**** EXCERPTED RECORDS ****
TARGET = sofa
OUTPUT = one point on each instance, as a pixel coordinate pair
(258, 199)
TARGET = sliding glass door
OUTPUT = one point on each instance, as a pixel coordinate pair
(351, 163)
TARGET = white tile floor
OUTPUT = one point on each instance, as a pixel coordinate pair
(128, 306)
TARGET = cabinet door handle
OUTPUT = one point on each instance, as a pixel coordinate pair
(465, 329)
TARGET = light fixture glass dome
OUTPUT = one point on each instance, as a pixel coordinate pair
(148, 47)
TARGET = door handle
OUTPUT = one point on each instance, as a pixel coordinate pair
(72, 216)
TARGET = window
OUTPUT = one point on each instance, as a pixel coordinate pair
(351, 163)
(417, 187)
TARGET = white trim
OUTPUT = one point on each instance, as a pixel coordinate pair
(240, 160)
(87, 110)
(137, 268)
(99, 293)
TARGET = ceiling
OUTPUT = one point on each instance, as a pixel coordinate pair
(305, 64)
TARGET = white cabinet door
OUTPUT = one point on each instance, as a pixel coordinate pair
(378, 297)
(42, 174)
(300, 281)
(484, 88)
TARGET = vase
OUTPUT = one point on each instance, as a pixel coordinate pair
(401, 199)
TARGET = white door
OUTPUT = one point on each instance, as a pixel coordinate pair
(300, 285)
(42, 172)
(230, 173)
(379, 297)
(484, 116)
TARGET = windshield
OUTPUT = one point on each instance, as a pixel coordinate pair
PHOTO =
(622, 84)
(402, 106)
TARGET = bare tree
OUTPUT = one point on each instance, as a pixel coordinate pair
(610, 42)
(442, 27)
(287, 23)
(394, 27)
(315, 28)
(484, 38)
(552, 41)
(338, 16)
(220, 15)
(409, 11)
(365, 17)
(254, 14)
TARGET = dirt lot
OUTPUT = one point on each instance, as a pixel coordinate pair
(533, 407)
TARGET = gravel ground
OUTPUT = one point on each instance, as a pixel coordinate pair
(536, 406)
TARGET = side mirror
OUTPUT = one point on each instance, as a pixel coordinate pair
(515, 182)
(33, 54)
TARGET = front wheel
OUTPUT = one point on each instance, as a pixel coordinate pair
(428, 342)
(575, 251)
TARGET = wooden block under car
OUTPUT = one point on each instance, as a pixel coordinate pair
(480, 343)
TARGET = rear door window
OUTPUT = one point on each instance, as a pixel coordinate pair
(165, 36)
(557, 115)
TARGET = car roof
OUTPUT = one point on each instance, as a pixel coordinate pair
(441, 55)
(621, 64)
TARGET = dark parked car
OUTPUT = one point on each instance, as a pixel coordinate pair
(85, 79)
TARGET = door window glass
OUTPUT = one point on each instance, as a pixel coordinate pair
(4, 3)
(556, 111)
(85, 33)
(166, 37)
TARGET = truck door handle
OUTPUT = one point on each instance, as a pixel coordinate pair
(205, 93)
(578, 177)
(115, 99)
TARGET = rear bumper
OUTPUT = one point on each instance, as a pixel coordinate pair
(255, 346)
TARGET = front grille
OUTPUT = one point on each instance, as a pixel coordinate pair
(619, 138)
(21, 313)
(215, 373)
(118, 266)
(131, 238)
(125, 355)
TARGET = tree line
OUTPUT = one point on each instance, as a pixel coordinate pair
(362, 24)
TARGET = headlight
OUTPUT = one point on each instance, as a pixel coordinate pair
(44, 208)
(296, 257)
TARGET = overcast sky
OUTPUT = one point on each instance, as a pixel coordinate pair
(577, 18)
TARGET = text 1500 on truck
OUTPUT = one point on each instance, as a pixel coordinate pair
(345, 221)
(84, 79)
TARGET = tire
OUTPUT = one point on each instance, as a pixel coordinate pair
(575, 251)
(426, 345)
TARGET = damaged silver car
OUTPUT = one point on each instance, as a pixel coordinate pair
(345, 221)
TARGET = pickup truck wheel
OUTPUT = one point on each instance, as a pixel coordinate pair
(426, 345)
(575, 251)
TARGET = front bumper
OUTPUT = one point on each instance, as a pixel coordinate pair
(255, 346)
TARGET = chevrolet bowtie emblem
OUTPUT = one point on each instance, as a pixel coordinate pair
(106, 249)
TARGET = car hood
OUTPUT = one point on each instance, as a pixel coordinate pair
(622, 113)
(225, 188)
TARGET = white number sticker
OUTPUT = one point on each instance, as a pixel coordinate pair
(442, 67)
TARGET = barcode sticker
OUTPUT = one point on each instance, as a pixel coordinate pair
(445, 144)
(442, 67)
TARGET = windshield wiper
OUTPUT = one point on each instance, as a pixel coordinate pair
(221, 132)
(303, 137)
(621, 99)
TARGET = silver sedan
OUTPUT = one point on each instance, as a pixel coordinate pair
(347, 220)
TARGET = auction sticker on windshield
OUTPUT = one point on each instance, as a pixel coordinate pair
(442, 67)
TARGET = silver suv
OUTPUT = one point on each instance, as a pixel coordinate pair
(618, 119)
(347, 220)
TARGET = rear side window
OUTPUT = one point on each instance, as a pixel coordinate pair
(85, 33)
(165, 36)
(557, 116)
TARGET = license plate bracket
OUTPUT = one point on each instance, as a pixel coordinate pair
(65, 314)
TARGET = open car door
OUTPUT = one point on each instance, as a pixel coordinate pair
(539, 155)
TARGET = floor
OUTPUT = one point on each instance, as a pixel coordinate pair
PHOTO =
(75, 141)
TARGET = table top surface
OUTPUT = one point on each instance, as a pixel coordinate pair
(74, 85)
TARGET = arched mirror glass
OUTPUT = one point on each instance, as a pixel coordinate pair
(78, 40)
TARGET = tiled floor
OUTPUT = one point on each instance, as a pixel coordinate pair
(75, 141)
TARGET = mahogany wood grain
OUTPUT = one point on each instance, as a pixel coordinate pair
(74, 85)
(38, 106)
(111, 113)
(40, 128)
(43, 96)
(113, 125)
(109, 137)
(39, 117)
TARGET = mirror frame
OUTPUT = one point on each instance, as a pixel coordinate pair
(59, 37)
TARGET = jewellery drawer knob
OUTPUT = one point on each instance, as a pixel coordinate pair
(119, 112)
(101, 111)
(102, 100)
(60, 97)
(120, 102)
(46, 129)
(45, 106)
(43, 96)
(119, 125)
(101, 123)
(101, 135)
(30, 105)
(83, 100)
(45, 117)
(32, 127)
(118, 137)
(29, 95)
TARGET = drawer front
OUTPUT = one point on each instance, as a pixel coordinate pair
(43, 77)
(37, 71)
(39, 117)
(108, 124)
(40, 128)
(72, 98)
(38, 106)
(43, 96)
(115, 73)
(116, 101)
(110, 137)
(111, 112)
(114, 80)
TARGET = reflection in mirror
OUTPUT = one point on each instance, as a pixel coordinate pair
****
DIRECTIVE -
Repeat, without changes, every line from the one that contains "TARGET = silver sedan" through the final line of the data.

RESPONSE TO THIS TASK -
TARGET = silver sedan
OUTPUT = one point on each instance, as a pixel coordinate pair
(347, 220)
TARGET = auction sticker on windshield
OUTPUT = one point on each instance, as a pixel coordinate pair
(442, 67)
TARGET = silver suv
OUTPUT = one point on each instance, as a pixel coordinate pair
(618, 119)
(347, 220)
TARGET = rear side window
OUTPUT = one point on each instance, as a pixel coordinate pair
(85, 33)
(165, 36)
(557, 116)
TARGET = license plate bracket
OUTPUT = one point on each instance, as a pixel coordinate pair
(65, 314)
TARGET = open car door
OUTPUT = one point on each instance, as a pixel coordinate pair
(539, 155)
TARGET = floor
OUTPUT = one point on each instance, as a pixel coordinate pair
PHOTO =
(75, 141)
TARGET = table top surface
OUTPUT = one point on each instance, as a pixel coordinate pair
(74, 85)
TARGET = arched mirror glass
OUTPUT = one point on each instance, as a pixel coordinate pair
(78, 40)
TARGET = tiled floor
OUTPUT = one point on each instance, as a pixel coordinate pair
(75, 141)
TARGET = mahogany wood grain
OUTPUT = one point on each instance, as a pixel coordinate pair
(74, 85)
(38, 106)
(111, 113)
(40, 128)
(43, 96)
(113, 125)
(109, 137)
(39, 117)
TARGET = mirror frame
OUTPUT = one point on each instance, as a pixel coordinate pair
(59, 37)
TARGET = jewellery drawer knob
OUTPUT = one point on each instance, as a pixel coordinate pair
(119, 112)
(101, 111)
(102, 100)
(60, 97)
(120, 102)
(46, 129)
(45, 106)
(43, 96)
(119, 125)
(101, 123)
(101, 135)
(30, 105)
(83, 100)
(45, 117)
(32, 127)
(118, 137)
(29, 95)
TARGET = drawer front
OUTPUT = one point on each instance, as a pixel coordinate pair
(43, 77)
(37, 71)
(39, 117)
(108, 124)
(40, 128)
(72, 98)
(38, 106)
(43, 96)
(115, 73)
(116, 101)
(110, 137)
(111, 112)
(114, 80)
TARGET = reflection in mirror
OUTPUT = one point on each instance, as a pixel coordinate pair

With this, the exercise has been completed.